● READING TEXT
=-=-=-=-=

Q1: Check whether the given value in the brackets is the correct solution to the below-given equation or not:
(a) n + 5 = 19 (n = 1)
Ans:
LHS = n + 5
By substituting the value of n = 1
Then we get,
LHS = n + 5
= 1 + 5
= 6
By comparing the LHS and RHS
6 ≠ 19
LHS ≠ RHS
Hence we get that the value of n = 1 is not the solution to the given equation above n + 5 = 19.

(b) 7n + 5 = 19 (n = – 2)
Ans:
LHS = 7n + 5
Now, by substituting the value of n = -2
Then we get,
LHS = 7n + 5
= (7 × (-2)) + 5
= – 14 + 5
= – 9
By comparing the LHS and RHS
-9 ≠ 19
LHS ≠ RHS
Hence we know that the value of n = -2 is not the solution to the above-given equation 7n + 5 = 19.

(c) 7n + 5 = 19 (n = 2)

=-=-=-=-=

Stored records:

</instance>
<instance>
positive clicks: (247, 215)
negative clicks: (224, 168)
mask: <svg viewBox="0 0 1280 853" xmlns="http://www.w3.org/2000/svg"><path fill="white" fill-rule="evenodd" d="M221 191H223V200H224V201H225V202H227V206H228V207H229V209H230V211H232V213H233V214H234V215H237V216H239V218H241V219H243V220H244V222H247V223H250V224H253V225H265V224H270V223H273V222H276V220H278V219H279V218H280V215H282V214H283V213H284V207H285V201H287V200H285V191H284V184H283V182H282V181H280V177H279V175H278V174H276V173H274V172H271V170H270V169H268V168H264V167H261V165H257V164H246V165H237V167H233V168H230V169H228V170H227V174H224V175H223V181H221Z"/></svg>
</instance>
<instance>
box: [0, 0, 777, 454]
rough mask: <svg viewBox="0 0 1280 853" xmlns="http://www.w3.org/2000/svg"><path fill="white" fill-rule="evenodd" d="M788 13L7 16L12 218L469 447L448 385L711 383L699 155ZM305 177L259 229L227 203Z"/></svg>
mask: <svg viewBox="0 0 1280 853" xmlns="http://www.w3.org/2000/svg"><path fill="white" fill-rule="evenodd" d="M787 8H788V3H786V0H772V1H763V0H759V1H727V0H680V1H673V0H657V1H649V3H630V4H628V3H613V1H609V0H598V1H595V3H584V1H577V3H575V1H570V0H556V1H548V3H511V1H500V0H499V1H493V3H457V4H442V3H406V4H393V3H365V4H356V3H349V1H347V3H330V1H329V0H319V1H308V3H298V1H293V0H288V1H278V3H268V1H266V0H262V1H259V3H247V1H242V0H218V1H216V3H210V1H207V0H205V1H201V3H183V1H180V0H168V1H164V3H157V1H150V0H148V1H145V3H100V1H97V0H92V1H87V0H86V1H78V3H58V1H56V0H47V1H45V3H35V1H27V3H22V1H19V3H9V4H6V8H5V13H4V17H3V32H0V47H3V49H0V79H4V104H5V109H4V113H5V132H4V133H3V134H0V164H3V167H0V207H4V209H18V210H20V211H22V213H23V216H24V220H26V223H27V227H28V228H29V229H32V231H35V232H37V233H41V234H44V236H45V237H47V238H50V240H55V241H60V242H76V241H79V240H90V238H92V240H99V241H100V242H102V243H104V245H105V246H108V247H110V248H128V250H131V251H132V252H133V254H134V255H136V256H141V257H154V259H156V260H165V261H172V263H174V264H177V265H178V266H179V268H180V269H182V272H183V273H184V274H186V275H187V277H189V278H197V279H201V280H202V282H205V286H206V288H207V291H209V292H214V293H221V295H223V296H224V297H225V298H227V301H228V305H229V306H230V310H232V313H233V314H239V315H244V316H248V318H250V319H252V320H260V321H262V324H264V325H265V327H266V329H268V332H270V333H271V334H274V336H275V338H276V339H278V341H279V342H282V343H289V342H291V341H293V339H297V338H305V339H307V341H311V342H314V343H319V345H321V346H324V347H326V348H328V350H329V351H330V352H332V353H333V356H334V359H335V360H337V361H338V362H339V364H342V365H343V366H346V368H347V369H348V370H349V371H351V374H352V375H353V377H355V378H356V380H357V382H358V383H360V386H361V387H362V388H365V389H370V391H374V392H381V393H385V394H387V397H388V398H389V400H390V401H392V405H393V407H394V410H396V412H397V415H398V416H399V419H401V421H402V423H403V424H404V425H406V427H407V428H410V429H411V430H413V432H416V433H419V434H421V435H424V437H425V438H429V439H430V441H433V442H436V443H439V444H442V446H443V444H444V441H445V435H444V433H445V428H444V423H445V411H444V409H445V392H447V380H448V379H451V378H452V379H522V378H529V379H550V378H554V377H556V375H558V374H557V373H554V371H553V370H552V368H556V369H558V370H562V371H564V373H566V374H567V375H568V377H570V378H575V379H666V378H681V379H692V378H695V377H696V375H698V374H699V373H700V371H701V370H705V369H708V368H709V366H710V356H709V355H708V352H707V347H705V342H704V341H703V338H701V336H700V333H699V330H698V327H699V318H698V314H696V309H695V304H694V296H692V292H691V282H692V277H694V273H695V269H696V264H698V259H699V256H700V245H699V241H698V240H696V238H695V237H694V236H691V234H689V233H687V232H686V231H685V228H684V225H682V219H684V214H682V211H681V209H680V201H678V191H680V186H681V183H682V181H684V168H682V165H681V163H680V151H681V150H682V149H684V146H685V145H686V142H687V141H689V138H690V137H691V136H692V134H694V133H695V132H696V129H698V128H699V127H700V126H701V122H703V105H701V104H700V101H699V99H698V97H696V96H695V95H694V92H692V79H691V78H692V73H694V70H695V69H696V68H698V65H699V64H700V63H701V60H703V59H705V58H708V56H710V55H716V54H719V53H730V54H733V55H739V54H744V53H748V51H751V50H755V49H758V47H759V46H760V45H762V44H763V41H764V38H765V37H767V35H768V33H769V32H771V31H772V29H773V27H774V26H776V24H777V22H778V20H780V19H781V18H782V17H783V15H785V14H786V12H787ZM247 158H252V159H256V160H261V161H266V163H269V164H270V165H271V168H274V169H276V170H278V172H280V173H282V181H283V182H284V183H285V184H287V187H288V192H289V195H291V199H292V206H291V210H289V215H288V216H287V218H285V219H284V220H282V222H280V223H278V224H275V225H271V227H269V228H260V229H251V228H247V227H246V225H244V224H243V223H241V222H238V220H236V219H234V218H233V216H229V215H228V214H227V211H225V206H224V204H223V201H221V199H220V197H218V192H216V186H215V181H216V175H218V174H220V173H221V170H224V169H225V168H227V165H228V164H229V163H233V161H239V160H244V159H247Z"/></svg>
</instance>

=-=-=-=-=

● ACTIONS TO TAKE
A – In the worked solutions, rewrite the passage from "(b) 7n + 5 = 19" to "7n + 5 = 19.", using "plugging in" in place of "substituting".
B – Please carry the worked solutions forward from the point where they stop.

● RESULTS FOR EACH TASK
A –
(b) 7n + 5 = 19 (n = – 2)
Ans:
LHS = 7n + 5
Now, by plugging in the value of n = -2
Then we get,
LHS = 7n + 5
= (7 × (-2)) + 5
= – 14 + 5
= – 9
By comparing the LHS and RHS
-9 ≠ 19
LHS ≠ RHS
Hence we know that the value of n = -2 is not the solution to the above-given equation 7n + 5 = 19.

B –
Ans:
LHS = 7n + 5
By substituting the value of n as = 2
Then,
LHS = 7n + 5
= (7 × (2)) + 5
= 14 + 5
= 19
By comparing both the LHS and the RHS
19 = 19
LHS = RHS
Hence, the value of n = 2 is the solution to the given equation is 7n + 5 = 19.

(d) 4p – 3 = 13 (p = 1)
Ans:
LHS = 4p – 3
By substituting the value of p = 1
Then,
LHS = 4p – 3
= (4 × 1) – 3
= 4 – 3
= 1
By comparing both the LHS and the RHS
1 ≠ 13
LHS ≠ RHS
Hence then, the value of p = 1 is not the solution to the above-given equation 4p – 3 = 13.

(e) 4p – 3 = 13 (p = – 4)
Ans:
LHS = 4p – 3
By substituting the value of p as = – 4
Then,
LHS = 4p – 3
= (4 × (-4)) – 3
= -16 – 3
= -19
By comparing both the LHS and the RHS
-19 ≠ 13
LHS ≠ RHS
Hence then, the value of p = -4 is not the solution to the above-given equation 4p – 3 = 13.

(f) 4p – 3 = 13 (p = 0)
Ans:
LHS = 4p – 3
By substituting the value of p = 0
Then,
LHS = 4p – 3
= (4 × 0) – 3
= 0 – 3
= -3
By comparing the LHS and RHS
– 3 ≠ 13
LHS ≠ RHS
Hence then, the value of p = 0 is not the solution to the above-given equation 4p – 3 = 13.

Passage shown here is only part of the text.